**What you should do**. Write the line that contains "house roof it finds." and each one after it, word for word, ending with the final line of the data.
--*--
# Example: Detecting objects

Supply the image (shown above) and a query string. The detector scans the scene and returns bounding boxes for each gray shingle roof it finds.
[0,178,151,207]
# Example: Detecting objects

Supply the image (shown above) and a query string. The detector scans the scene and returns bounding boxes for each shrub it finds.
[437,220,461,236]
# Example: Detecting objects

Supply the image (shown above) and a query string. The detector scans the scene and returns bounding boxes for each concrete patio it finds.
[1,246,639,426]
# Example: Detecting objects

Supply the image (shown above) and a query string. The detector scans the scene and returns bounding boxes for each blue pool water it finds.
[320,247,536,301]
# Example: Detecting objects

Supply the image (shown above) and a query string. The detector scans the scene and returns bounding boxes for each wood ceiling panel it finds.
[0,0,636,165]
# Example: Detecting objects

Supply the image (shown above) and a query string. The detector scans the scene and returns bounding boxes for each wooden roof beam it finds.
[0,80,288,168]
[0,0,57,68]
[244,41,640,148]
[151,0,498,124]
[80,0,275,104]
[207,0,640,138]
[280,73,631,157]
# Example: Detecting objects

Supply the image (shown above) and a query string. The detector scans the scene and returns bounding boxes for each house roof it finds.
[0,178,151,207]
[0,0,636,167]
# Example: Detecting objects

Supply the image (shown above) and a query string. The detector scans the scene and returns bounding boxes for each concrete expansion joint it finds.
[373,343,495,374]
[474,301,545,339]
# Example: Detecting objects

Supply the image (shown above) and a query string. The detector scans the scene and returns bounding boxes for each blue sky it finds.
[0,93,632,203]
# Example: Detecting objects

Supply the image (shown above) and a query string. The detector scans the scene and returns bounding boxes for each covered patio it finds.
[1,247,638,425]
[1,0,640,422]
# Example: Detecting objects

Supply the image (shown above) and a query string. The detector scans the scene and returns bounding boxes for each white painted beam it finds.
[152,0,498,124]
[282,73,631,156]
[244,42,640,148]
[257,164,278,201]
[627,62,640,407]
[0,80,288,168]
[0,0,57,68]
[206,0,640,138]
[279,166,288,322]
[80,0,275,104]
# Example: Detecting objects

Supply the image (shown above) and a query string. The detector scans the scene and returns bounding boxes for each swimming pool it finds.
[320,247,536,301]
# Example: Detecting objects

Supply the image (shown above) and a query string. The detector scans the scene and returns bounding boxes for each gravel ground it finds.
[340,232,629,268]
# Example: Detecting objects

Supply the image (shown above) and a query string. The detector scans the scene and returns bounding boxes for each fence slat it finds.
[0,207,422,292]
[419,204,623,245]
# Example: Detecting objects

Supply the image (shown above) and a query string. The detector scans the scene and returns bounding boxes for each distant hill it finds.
--*--
**Result below**.
Supply the image (shown above) and a query string. The detector scans the scene and returns bounding boxes for each house roof it finds.
[0,178,151,207]
[0,0,636,167]
# Example: Detecting objects

Supply the image (shown above) and a query string. The detector scans the scene and returns bounding boxes for each concrete expansion joint it finds.
[373,343,495,374]
[474,301,545,339]
# Example: Detecting objects

Supply the image (shown above) and a query string. The detector scans the scene and returns bounding boxes for each blue sky it finds.
[0,93,632,203]
# Example: Detecting objects

Supply the image (shown above) and a query string. The detector scans the scene and returns bounding boxes for each covered patio it finds.
[1,247,638,425]
[1,0,640,422]
# Example: Detecting objects

Supply the image (shown above) and a query string. The detector scans the scene and returns bounding boxes for each white painted beam it finds.
[152,0,498,124]
[282,73,631,156]
[244,42,640,148]
[257,164,278,201]
[627,62,640,407]
[0,80,288,168]
[0,0,57,68]
[206,0,640,138]
[279,166,288,322]
[80,0,275,104]
# Example: Detecting objects

Supply the image (shown above) and a query string. The detector scans the scene and returns bounding boxes for each swimming pool it finds.
[320,247,536,301]
# Example: Detecting objects

Supply the image (shown above) and a query string. The detector scans the scene and returns bounding boxes for each gravel ground it finds.
[340,232,629,268]
# Example: Detecting objects

Supply the image (shown above) and a query string. The detector scans the scene and returns bounding boxes for each fence slat it finds.
[0,207,422,292]
[419,204,623,245]
# Example: Detecting objects

Supply the image (shown above) and a query string. The detector scans the scene and returns bounding boxes for each distant hill it finds.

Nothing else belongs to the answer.